◆ **Required actions**:
A – In the discussion about Apple, Google, and user data, list every sentence that begins with the word "The".
B – Copy the discussion about Apple, Google, and user data between "Based on what" and "it isn't really.", inclusive, swapping "valuable" for "precious".

◆ **Document**:
Based on what you wrote I would say Google, because they have so much more to lose. That data is really really valuable to them, whereas to Apple it isn't really.
The point is that it’s not their data and they shouldn’t have it in the first place. It’s your data. I mean do what you want, but I believe your logic here is based on fundamentally incorrect initial assumptions.
The point isn’t which protects your data better from outside breaches (though I would argue Apple does a better job of protecting its phones), but how they use your data and who they can expose it to. Apple provides storage. Google sifts through your data to help them direct you towards products from which they can get kickbacks. It’s not some external entity that you have to worry about. It’s the company to whom you send all your data. And this isn’t conjecture. The only reason Google collects all that data is so they can advertise to you better. The only question is whether you trust that they’ll keep that data usage on the right side of your personal ethical line in the sand. I don’t think Google would sell your dick pics to a third party to make a quick buck. But I also wouldn’t put it past them to use them to figure out what kind of porn you like and help sex toy manufacturers to target you in their ads.
It could be that I've blocked ads in my network or my extreme hate for ads lead to have unpopular opinion about it.
Every company uses my data for analytic purposes.
Ads that I do see in google play are almost same as I see in apple store. Both take my data and try to serve me the best. In fact, I don't think it's necessary evil but what bothers me is pretending that one company save my data better or make me believe they don't analyse my data.
Everybody does it, who says it does not analyse your data, he is lying.
You know apple has news-advertising and searchads that is based on iAds[1] ? Trust me, they need your data to work properly!
If Apple decided to downsize and focus on their core competency, which part of the company do you think they would deem essential to their business? I am sure they make decent money on all their stuff but Apple has also taken a public stance on privacy and their devices aren’t seemingly backdoored as seen in the LEAs trying to get help unlocking them and being told by Apple that they can’t help.

◆ **Data supplied**:
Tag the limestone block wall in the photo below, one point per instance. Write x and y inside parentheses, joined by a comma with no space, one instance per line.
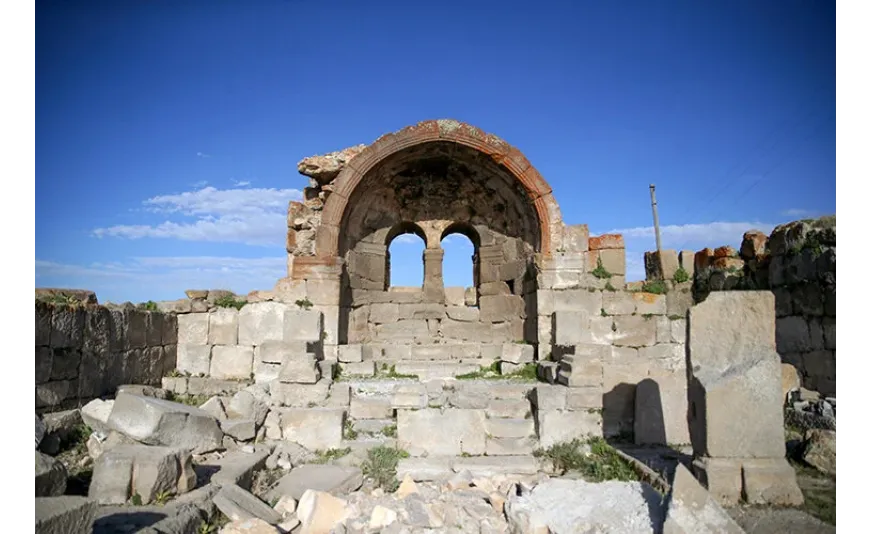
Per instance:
--
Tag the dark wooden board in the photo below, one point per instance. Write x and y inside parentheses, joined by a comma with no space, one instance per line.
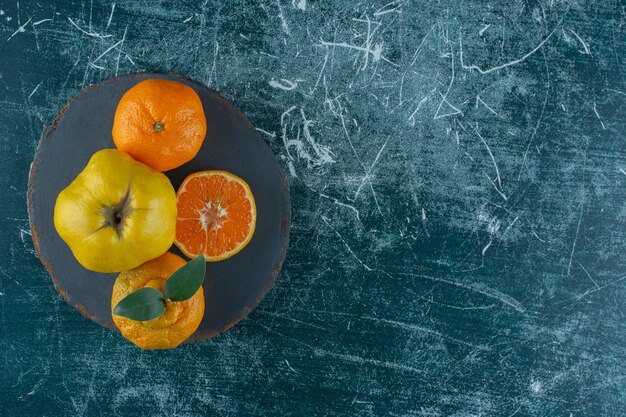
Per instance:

◆ **Solutions for each task**:
A –
- The point is that it’s not their data and they shouldn’t have it in the first place.
- The point isn’t which protects your data better from outside breaches (though I would argue Apple does a better job of protecting its phones), but how they use your data and who they can expose it to.
- The only reason Google collects all that data is so they can advertise to you better.
- The only question is whether you trust that they’ll keep that data usage on the right side of your personal ethical line in the sand.

B –
Based on what you wrote I would say Google, because they have so much more to lose. That data is really really precious to them, whereas to Apple it isn't really.